## OBIETTIVO 1
Traduci in inglese questa frase del testo estratto: «Chi è “normale” indossa una maschera, impersona un ruolo.»

## TESTO ESTRATTO
##########
L’orrore più grande, e David Lynch ce l’ha insegnato, la distorsione della moralità, dicevamo, il marcio della perversione si nascondono dietro al paravento del “normale”. Chi è “normale” indossa una maschera, impersona un ruolo. Dietro alla quiete, ai paesaggi pigri, all’immobilità provinciale spietati coleotteri lottano fra di loro, tensioni di ogni tipo crescono, convenzioni sociali affilano le loro armi. Potrebbe essere semplice passione, residuo di una ben comprensibile fascinazione, ma non è probabilmente un caso che, nella tracklist del loro secondo disco, i padovani Slumberwood abbiano inserito “Emerson Laura Palmer”, evidente calembour a più voci infestato da fantasmi che definire ossessivi sarebbe ridicolmente eufemistico: un incubo garage-noir dove Bob è una tastiera stroboscopica, Dale Cooper la chitarrina arsa dai riverberi i cui giri si rincorrono frenetici e circolari, Donna Hayward la ritmica spezzettata ed ansimante. Proprio dai sonnecchianti grandangoli dell’instancabile manifatturiero patavino si levano le silhouette delle anguane, il prodotto collaterale del tacito e nascosto folklore locale: ninfe, rusalki del Triveneto dall’aspetto bizzarro e dal carattere bestiale, indomabile che, in fondo, ne rispecchia la vera natura di creature d’altro mondo, mitologici demoni d’acqua.

Anguane”, così, trova nella psichedelia la sua più completa ragione d’esistere. Un delirio a tutto tondo dove le percezioni, le visioni, le allucinazioni di quarant’anni di rock si condensano in un bignami di astrattismo particolaristico ed impatto d’insieme. Quasi svia l’apertura, con una misterica e stralunata “7th Moon Of Mars” rubata al criptico Barrett di “A Saucerful Of Secrets”: un unico, efficace tremolo multistrato dalle percussioni jazzate e dall’andatura sghemba. Il mood, in realtà, lungi dal dissolvere la propria essenza in una indefinita nebbia atemporale – esaltazione e peccato mortale del genere – è piuttosto cupo ed opprimente: questo, va sottolineato, senza ispessire nel contempo la materialità del cotè strumentale. Schiocchi, sibili, rumori sferzano “Sargasso Sea”, viaggio alla deriva senza bussole predefinite dove ogni colpo di piatto è un fulmine che squarcia un cielo plumbeo. “La Corsa Del Lupo” è un pezzo di bravura per accumulo e condensazione, che parte da un semplice giro di chitarra acustica sospeso nel vuoto per sovrapporre, gradatamente, un’orgia di sovraincisioni e field recordings ed ottenere, da un nocciolo minimalista, una prova generale di big orchestra. Memorabile la doppietta conclusiva, con l’estasi di “Harmonium” diluita in un drone astrale, etereo e allo stesso tempo estremamente massiccio, e la lugubre title-track, interamente sorretta da un tetro pianoforte in sottile, continua evoluzione (dis)armonica e plastico dinamismo post-classico (i Father Murphy sono dietro l’angolo).
##########
## RIGHE
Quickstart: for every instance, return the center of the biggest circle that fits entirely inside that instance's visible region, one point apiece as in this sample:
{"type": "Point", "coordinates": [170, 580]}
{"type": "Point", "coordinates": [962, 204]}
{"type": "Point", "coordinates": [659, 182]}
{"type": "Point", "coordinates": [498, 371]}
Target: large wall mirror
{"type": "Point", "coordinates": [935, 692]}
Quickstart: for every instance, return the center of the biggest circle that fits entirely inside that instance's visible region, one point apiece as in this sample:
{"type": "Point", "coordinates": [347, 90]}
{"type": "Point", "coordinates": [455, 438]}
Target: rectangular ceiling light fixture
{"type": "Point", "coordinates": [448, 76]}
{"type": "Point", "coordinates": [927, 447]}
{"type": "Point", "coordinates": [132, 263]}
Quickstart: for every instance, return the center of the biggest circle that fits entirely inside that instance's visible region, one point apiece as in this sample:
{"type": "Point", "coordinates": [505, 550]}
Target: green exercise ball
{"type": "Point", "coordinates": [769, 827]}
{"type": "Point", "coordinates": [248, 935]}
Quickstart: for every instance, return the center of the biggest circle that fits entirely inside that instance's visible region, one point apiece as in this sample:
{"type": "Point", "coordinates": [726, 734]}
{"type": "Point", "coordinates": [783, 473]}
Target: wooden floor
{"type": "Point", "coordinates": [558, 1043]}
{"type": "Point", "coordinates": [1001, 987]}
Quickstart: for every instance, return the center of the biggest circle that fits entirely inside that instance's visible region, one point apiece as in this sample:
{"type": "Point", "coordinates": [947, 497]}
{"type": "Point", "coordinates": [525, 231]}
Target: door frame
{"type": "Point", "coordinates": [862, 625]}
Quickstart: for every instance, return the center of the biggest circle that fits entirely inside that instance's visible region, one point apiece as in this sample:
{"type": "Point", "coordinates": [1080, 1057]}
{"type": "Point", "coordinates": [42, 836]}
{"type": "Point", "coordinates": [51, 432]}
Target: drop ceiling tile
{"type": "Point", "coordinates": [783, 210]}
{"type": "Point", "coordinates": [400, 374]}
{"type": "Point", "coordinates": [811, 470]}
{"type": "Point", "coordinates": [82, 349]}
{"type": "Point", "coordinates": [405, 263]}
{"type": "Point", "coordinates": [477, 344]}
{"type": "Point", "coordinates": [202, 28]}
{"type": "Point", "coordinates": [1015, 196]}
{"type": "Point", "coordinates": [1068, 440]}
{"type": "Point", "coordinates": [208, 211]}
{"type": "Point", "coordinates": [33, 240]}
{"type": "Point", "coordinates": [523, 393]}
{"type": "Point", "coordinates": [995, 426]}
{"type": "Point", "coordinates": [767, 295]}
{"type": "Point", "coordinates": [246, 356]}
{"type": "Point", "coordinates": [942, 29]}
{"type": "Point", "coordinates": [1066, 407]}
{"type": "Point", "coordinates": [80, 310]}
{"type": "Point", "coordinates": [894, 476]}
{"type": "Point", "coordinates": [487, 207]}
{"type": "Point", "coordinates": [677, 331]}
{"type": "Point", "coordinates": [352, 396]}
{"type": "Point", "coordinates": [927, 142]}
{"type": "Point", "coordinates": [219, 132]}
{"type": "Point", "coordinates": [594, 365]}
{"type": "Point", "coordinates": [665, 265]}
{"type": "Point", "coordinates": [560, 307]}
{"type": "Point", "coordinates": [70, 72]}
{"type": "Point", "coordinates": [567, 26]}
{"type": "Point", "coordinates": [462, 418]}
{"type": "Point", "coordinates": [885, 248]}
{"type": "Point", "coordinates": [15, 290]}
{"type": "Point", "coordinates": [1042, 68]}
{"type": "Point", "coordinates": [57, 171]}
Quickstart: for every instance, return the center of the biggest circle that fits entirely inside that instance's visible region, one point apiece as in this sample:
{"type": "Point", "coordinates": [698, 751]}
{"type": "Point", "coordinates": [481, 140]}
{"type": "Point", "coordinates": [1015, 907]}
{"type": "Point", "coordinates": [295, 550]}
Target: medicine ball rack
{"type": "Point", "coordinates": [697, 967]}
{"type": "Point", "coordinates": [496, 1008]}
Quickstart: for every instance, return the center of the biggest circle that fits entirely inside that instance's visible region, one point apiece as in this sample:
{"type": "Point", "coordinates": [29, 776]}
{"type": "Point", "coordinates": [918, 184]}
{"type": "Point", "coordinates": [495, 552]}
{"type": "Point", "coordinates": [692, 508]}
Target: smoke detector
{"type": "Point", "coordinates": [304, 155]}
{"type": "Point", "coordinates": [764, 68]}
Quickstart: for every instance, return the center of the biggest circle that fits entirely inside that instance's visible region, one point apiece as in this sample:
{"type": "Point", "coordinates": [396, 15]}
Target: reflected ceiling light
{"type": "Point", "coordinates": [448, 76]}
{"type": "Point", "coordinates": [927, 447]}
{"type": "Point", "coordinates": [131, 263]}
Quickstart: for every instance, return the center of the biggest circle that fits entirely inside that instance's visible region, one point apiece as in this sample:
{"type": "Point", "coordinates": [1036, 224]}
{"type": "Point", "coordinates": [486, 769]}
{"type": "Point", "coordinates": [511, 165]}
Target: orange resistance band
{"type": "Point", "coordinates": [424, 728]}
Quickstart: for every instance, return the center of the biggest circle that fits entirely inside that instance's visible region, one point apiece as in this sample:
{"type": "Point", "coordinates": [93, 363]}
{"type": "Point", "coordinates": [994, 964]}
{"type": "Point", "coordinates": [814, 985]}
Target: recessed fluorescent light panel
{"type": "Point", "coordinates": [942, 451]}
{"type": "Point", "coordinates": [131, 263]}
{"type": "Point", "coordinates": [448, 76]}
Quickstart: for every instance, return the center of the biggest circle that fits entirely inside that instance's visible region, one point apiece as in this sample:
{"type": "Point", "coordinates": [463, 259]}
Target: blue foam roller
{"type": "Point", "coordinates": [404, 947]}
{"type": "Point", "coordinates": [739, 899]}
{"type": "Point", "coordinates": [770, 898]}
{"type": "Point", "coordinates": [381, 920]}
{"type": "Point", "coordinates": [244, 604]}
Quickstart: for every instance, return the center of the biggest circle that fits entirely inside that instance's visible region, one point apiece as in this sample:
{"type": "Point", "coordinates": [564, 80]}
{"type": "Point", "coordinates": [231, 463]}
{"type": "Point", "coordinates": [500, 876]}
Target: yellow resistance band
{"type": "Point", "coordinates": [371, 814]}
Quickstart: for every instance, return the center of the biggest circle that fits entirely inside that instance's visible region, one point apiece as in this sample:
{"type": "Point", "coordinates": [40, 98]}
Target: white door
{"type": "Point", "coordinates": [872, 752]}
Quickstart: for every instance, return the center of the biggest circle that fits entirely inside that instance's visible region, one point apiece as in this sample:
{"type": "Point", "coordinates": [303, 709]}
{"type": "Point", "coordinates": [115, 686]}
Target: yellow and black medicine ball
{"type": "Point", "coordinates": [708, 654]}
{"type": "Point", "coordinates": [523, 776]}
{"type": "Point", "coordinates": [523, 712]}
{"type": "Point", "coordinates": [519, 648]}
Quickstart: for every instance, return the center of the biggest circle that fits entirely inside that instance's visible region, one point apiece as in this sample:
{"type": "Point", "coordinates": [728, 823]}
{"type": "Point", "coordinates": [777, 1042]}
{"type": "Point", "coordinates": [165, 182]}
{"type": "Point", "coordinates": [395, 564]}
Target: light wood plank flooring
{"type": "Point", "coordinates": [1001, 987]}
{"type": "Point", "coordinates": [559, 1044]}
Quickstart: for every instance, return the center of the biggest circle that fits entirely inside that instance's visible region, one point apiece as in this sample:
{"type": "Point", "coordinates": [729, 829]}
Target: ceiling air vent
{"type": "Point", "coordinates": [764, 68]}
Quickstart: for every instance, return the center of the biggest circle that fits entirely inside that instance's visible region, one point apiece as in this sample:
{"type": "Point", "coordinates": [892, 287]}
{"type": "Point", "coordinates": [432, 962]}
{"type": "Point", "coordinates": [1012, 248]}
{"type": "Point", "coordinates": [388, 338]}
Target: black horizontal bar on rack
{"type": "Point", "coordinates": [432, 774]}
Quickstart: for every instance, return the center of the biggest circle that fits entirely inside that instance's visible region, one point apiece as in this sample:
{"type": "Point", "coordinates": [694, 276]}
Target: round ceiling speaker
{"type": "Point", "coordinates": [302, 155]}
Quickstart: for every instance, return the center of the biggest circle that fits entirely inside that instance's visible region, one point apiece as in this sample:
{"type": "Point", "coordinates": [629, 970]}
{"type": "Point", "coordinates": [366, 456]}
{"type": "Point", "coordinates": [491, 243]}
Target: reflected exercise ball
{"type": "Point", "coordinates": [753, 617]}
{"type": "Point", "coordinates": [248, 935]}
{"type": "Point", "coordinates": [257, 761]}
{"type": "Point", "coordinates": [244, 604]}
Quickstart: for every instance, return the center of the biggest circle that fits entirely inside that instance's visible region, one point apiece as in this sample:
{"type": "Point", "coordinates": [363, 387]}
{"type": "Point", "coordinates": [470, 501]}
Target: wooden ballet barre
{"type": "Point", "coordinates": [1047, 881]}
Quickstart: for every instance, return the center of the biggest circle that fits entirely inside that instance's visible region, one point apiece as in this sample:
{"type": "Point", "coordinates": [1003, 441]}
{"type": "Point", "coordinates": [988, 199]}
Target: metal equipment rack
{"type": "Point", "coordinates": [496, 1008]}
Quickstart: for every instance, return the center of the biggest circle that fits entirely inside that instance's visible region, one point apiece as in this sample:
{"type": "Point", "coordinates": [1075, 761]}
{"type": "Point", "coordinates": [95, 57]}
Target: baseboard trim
##########
## OBIETTIVO 2
Elenca tutte le righe dei record in cui compare la parola «band».

## RISPOSTA 1
Whoever is “normal” wears a mask, plays a role.

## RISPOSTA 2
Target: orange resistance band
Target: yellow resistance band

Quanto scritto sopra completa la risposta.